» **Written exercise 1**
Please retype a part of the Ravens article without changes, starting at "Over 35 members" and ending at "in Ravens history.".
■ ■ ■ ■ ■ ■ ■
The way Reed freelances causes quarterbacks to guess where the six-time Pro Bowl safety will be. That causes an unpredictability factor for his Ravens teammates, too.
"A lot of times you'll be in coverage and you'll be like, 'What the heck are you doing here?,'" linebacker Jarret Johnson said. "When he sees something, he's going to go with it."
When Reed gets his hands on the ball, he's extremely dangerous. He has scored 13 touchdowns in his nine-year career.
"He makes their already tough defense even tougher," Buffalo coach Chan Gailey said.
On a day when the Ravens get one of the game's greatest safeties back, they will honor the greatest team in their history.
Over 35 members from the 2000 team (a list that includes quarterback Trent Dilfer, offensive tackle Jonathan Ogden, running back Jamal Lewis and defensive tackle Tony Siragusa) will return to celebrate the 10-year anniversary of the only Super Bowl championship in Ravens history.
Harry Swayne, the starting right tackle for the Super Bowl team who is now the Ravens' assistant director of player programs, said the presence of the 2000 team will have an effect on the current one. He has noticed players looking at the large color team photo that hangs outside their lounge, which commemorates the Super Bowl team.
■ ■ ■ ■ ■ ■ ■
» **Written exercise 2**
Extract each line of the records that contains the string "pedestal", and copy those lines unchanged.
■ ■ ■ ■ ■ ■ ■
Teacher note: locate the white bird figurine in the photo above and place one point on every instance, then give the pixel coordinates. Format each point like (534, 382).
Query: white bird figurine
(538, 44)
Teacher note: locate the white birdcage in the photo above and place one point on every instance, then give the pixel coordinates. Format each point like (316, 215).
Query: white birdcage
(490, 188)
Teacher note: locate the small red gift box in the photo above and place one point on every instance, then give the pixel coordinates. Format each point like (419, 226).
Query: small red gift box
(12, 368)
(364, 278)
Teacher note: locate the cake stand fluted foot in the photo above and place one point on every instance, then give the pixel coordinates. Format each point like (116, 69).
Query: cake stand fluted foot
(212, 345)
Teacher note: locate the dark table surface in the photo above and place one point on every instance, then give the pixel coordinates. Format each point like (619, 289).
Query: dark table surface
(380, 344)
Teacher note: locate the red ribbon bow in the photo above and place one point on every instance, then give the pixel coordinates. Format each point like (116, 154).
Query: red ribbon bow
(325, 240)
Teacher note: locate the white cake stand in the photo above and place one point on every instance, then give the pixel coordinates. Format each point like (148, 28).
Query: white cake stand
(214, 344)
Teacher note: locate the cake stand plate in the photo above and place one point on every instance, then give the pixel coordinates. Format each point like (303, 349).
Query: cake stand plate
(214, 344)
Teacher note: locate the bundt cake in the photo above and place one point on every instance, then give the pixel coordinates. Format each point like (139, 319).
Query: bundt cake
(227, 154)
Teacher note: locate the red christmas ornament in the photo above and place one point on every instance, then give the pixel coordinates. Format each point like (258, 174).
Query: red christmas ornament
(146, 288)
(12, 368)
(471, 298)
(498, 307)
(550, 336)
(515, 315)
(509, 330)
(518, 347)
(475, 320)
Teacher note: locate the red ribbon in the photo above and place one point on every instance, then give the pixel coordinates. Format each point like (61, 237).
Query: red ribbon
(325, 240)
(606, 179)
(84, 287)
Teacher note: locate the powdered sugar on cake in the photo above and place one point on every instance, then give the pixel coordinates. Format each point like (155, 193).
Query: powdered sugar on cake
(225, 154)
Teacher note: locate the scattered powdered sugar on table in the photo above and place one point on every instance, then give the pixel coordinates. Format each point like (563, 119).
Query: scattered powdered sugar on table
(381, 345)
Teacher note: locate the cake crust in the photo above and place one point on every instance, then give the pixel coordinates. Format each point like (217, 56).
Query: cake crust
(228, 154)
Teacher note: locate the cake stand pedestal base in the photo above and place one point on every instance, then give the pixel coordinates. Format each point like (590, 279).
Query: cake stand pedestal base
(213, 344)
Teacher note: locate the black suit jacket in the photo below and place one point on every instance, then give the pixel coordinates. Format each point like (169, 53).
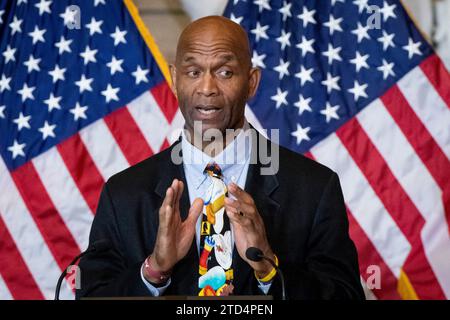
■ ■ ■ ■ ■ ■ ■
» **Expected answer 1**
Over 35 members from the 2000 team (a list that includes quarterback Trent Dilfer, offensive tackle Jonathan Ogden, running back Jamal Lewis and defensive tackle Tony Siragusa) will return to celebrate the 10-year anniversary of the only Super Bowl championship in Ravens history.

» **Expected answer 2**
Teacher note: locate the cake stand pedestal base in the photo above and place one point on every instance, then give the pixel coordinates. Format each point like (590, 279).
Query: cake stand pedestal base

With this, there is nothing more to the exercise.